What the task requires: Repeat the full listing below verbatim and keep the images out.

Material for this task:
-- Start --
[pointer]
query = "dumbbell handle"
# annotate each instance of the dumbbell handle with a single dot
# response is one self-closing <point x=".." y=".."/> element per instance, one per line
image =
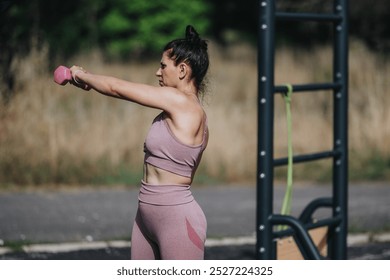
<point x="62" y="76"/>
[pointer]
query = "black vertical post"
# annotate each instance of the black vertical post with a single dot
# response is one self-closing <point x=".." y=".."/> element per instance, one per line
<point x="338" y="248"/>
<point x="265" y="176"/>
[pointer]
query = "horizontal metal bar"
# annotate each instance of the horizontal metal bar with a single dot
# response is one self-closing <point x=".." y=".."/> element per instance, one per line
<point x="308" y="157"/>
<point x="308" y="211"/>
<point x="308" y="17"/>
<point x="329" y="222"/>
<point x="301" y="236"/>
<point x="308" y="87"/>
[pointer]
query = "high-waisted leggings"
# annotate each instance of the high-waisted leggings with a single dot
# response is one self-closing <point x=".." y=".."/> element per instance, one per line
<point x="169" y="225"/>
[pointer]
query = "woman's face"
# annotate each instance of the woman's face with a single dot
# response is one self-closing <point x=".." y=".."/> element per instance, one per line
<point x="168" y="73"/>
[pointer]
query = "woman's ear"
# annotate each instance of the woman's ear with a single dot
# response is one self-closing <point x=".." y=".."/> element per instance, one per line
<point x="183" y="70"/>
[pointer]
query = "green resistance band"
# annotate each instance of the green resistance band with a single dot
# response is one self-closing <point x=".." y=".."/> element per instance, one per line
<point x="286" y="206"/>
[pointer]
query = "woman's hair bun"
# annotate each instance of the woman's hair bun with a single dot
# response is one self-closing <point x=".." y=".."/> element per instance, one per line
<point x="193" y="36"/>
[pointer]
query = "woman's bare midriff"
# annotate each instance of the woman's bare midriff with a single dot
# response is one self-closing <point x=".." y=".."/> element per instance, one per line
<point x="157" y="176"/>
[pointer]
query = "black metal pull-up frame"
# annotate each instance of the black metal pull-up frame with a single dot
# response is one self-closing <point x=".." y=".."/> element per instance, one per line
<point x="266" y="218"/>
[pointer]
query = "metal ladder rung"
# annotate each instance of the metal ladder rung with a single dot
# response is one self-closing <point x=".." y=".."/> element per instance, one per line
<point x="308" y="17"/>
<point x="309" y="87"/>
<point x="308" y="157"/>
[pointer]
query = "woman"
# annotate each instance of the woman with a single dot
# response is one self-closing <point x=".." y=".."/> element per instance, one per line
<point x="169" y="222"/>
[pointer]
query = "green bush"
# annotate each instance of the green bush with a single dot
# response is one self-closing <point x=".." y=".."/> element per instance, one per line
<point x="140" y="26"/>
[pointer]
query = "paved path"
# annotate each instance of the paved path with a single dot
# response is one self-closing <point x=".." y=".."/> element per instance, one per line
<point x="84" y="214"/>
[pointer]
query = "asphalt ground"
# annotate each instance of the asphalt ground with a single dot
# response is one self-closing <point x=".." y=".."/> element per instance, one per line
<point x="89" y="223"/>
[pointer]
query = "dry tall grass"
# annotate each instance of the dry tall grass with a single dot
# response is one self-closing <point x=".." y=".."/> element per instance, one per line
<point x="50" y="133"/>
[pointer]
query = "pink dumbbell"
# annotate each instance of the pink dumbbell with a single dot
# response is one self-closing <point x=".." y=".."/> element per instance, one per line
<point x="62" y="76"/>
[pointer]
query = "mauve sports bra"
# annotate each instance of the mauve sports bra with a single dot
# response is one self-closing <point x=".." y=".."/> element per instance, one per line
<point x="163" y="150"/>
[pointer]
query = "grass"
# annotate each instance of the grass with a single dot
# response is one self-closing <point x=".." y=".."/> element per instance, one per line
<point x="60" y="135"/>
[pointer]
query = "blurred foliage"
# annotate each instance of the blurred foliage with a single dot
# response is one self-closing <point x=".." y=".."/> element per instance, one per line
<point x="138" y="28"/>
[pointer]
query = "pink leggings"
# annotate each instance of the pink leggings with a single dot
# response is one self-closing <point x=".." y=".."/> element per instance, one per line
<point x="170" y="225"/>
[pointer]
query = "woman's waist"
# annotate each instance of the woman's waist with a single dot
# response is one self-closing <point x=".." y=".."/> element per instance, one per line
<point x="157" y="176"/>
<point x="165" y="194"/>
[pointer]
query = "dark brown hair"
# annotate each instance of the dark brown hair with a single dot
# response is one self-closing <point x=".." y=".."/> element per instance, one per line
<point x="193" y="51"/>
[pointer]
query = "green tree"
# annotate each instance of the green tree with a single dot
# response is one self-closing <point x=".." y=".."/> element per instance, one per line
<point x="139" y="26"/>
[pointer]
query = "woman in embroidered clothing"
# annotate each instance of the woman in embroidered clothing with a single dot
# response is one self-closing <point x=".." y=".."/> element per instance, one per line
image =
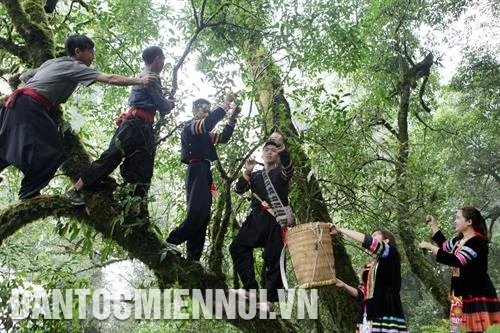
<point x="381" y="309"/>
<point x="474" y="302"/>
-- End --
Complete answer:
[pointer]
query = "dumbbell handle"
# annotate each instance of the dumbbell handle with a single dot
# response is one self-closing <point x=".." y=".."/> element per instance, one per line
image =
<point x="62" y="76"/>
[pointer]
query = "black vertical post"
# annotate each instance of the black vertical post with a single dot
# response is one self-closing <point x=".." y=".."/> element per instance, one per line
<point x="338" y="248"/>
<point x="265" y="176"/>
[pointer]
query = "horizontal metal bar"
# annotate each instance of the horizontal metal bar with a single dot
# response is one self-closing <point x=".." y=".."/> element per instance, one per line
<point x="308" y="157"/>
<point x="308" y="211"/>
<point x="308" y="17"/>
<point x="329" y="222"/>
<point x="301" y="236"/>
<point x="308" y="87"/>
[pointer]
query = "high-waisted leggings"
# annotate each instance of the high-waisted leggings with a single dot
# response is one self-closing <point x=".." y=".."/> element per instance, one per line
<point x="169" y="225"/>
[pointer]
query = "woman's face"
# annotate each instance of the woman's face with a single dot
# response is one self-closing <point x=".." y=".."/> element per instance, one per line
<point x="168" y="73"/>
[pointer]
query = "woman's ear"
# annotate each instance of the woman's ear with a single dot
# response is one self-closing <point x=".." y=".."/> element per instance, one per line
<point x="183" y="70"/>
[pointer]
query = "green resistance band"
# annotate each instance of the green resistance band with a single dot
# response is one self-closing <point x=".." y=".."/> element per instance, one per line
<point x="286" y="206"/>
[pointer]
query = "woman's hair bun"
# annotate each instance of the woman's hair bun with a single dot
# response is one self-closing <point x=".." y=".."/> element per instance, one per line
<point x="193" y="36"/>
[pointer]
query = "woman's bare midriff"
# annotate each instance of the woman's bare midriff with a single dot
# response is one self-closing <point x=".." y=".."/> element per instance, one per line
<point x="157" y="176"/>
[pointer]
query = "black metal pull-up frame"
# annotate each instance of the black metal pull-up frame with a single dot
# response is one self-closing <point x=".." y=".."/> element per instance, one per line
<point x="266" y="218"/>
[pointer]
query = "metal ladder rung"
# annotate each instance of the metal ladder rung with a single dot
# response is one self-closing <point x=".." y=".."/> element per instance, one per line
<point x="308" y="17"/>
<point x="309" y="87"/>
<point x="308" y="157"/>
[pointer]
query = "woman"
# annotate each instance of the woman with a single dot
# response is one self-closing <point x=".." y=".."/> element per instance, one per line
<point x="169" y="222"/>
[pointer]
query = "green bush"
# annotate each instance of the green bush with a single dot
# response is one self-closing <point x=".." y=".."/> element per instance, one per line
<point x="140" y="26"/>
[pointer]
query = "paved path"
# annotate each instance of the paved path with a single dot
# response is one self-closing <point x=".." y=".."/> element per instance, one per line
<point x="84" y="214"/>
[pointer]
query = "asphalt ground"
# annotate each instance of the asphalt ground with a single dot
# response is one self-closing <point x=".." y=".."/> element per instance, one per line
<point x="89" y="223"/>
[pointer]
query = "dry tall grass"
# annotate each instance of the dry tall grass with a single dot
# response is one self-closing <point x=".." y=".."/> element per instance, one per line
<point x="50" y="133"/>
[pointer]
query = "pink dumbbell"
# annotate each instance of the pink dumbbell with a single dot
# response is one self-closing <point x=".." y=".."/> element per instance, one per line
<point x="62" y="76"/>
[pointer]
query = "mauve sports bra"
# annotate each instance of the mauve sports bra with a single dot
# response is one self-closing <point x=".." y=".."/> element per instance, one per line
<point x="163" y="150"/>
[pointer]
query = "grass"
# annotate each instance of the grass with a single dot
# response is one self-closing <point x=".." y=".."/> element per instance, one per line
<point x="60" y="135"/>
[pointer]
query = "blurred foliage"
# annotate each instance of the blurred foliage with a single dot
# response is one self-closing <point x=".." y=".."/> element per instance, one per line
<point x="138" y="28"/>
[pointer]
query = "pink leggings"
# annotate each instance of the pink leggings with a single dot
# response is one self-closing <point x=".." y=".."/> element per instance, one per line
<point x="170" y="225"/>
[pointer]
query = "woman's waist"
# annotate each instance of the woman's waist with a single dot
# response is one self-closing <point x=".." y=".."/> element per instance, one per line
<point x="157" y="176"/>
<point x="165" y="194"/>
[pointer]
query = "dark brown hair"
# annotate each instance of the dark brown hair with a single dot
# response is one self-closing <point x=".." y=".."/> element per instance, one per line
<point x="193" y="51"/>
[pointer]
query = "green tree"
# annotate each instance of the green tree with a single dot
# response is one self-closing <point x=".." y=".."/> element per instance, one per line
<point x="139" y="26"/>
[pointer]
query = "woman in embroidered clothing"
# annotate each instance of the woman in embroidered clothing with a single dot
# response is one self-closing <point x=".." y=".."/> element per instance, one per line
image =
<point x="381" y="309"/>
<point x="474" y="302"/>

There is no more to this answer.